Extract to read

-----

Strategy #2: Menu Planning and Low-Carbon Purchasing

Menu Planning and Low-Carbon Purchasing

2.1 Efficient menu planning and ordering

Menu planning is a complex and multi-faceted effort that impacts marketing, revenue, and customer satisfaction. Food waste and low-carbon food purchasing can be considered while at the same time balancing other priorities. Menu strategies and choices can promote efficient purchasing that avoids excess purchases, purchases that may be inappropriate in terms of consumer desires, and purchases that may spoil quickly. Observation and measurement of foods chosen and wasted can reduce unnecessary purchases, and hence, unnecessary production. When food is not purchased in the first place, all of the emissions associated with that food are avoided.

Efficient meal planning and ordering can include moving from large batch production to more focus on cook-to-order service and finding the happy medium between too many food choices and too few. Too many choices may result in more food prepared than needed and too few choices can result in food wasted when a consumer cannot choose food that is desired.

-----

Entries from an annotation dataset
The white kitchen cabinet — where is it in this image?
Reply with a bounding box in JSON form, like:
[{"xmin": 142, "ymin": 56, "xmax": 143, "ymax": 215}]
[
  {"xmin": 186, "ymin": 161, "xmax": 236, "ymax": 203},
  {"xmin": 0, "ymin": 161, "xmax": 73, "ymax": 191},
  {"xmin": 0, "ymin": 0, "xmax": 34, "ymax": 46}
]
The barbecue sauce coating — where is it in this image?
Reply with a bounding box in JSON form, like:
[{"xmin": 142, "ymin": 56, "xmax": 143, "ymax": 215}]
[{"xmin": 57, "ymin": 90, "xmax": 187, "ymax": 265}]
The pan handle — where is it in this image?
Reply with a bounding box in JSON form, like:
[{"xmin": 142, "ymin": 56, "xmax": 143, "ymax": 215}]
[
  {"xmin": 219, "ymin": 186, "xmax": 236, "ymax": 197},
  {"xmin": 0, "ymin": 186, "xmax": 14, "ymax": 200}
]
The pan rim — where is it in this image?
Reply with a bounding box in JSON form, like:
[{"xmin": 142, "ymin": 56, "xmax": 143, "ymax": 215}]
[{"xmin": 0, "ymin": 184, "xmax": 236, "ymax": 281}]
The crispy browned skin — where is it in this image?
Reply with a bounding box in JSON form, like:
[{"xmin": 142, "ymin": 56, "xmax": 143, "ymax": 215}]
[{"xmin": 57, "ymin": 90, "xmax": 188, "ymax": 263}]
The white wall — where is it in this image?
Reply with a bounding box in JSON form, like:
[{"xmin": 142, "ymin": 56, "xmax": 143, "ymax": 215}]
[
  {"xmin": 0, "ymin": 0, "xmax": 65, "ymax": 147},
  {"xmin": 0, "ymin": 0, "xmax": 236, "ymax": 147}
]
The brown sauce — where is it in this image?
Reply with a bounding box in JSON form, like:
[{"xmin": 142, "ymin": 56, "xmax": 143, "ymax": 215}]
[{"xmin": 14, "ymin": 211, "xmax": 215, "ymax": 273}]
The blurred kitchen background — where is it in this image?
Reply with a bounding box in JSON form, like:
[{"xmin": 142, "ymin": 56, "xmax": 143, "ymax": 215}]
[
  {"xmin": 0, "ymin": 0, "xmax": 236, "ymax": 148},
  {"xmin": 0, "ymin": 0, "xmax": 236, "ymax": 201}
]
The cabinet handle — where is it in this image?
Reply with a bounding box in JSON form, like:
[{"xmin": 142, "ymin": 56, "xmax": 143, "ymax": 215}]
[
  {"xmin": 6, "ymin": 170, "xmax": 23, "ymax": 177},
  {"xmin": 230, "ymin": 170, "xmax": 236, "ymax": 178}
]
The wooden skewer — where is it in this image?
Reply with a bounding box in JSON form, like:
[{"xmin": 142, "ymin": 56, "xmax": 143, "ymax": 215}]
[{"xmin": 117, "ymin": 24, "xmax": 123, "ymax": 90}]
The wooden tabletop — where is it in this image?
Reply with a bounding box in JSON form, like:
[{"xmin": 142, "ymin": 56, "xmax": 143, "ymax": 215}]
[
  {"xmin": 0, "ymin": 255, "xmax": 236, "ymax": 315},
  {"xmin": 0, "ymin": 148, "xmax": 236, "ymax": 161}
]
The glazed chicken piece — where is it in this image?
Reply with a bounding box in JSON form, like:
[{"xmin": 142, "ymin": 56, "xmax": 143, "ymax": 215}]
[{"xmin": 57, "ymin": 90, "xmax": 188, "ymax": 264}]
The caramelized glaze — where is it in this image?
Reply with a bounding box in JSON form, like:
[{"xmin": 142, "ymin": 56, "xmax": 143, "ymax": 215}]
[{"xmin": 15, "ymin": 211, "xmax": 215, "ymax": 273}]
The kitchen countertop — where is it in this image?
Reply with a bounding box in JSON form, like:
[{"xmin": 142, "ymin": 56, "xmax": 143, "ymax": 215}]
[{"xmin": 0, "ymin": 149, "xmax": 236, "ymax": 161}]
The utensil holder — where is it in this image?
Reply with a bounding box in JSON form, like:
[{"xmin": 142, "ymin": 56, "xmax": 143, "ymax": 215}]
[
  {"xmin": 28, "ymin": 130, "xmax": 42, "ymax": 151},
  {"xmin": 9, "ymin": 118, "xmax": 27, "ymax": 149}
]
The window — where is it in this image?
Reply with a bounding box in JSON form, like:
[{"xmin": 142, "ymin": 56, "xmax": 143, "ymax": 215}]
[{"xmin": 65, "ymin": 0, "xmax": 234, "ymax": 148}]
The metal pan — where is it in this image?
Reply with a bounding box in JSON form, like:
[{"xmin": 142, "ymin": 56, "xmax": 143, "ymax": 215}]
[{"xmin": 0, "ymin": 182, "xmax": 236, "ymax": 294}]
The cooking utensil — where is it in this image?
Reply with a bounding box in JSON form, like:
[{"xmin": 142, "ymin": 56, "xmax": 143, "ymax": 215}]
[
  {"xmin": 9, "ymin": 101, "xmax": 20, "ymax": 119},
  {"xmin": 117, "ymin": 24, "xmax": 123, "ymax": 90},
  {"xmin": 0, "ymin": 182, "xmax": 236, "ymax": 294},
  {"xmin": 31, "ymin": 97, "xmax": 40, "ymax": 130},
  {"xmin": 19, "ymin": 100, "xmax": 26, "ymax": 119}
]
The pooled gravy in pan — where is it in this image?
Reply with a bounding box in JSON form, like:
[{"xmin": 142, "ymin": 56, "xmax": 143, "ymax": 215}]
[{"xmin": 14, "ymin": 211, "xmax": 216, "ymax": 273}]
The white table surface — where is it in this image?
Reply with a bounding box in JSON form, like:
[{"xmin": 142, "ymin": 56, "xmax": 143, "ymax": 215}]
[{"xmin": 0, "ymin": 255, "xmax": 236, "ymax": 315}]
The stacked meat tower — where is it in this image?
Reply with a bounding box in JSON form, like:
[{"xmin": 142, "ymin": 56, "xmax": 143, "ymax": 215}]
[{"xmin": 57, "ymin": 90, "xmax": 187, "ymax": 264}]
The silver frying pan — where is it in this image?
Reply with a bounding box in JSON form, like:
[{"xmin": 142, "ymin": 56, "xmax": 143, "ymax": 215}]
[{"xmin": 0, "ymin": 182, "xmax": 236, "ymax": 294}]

-----

Requests
- a) According to the menu planning text, what happens to the emissions tied to food that is never purchased?
- b) Return every line of the records that contains the word "kitchen".

Answers
- a) All of the emissions associated with that food are avoided.

- b)
The white kitchen cabinet — where is it in this image?
The blurred kitchen background — where is it in this image?
The kitchen countertop — where is it in this image?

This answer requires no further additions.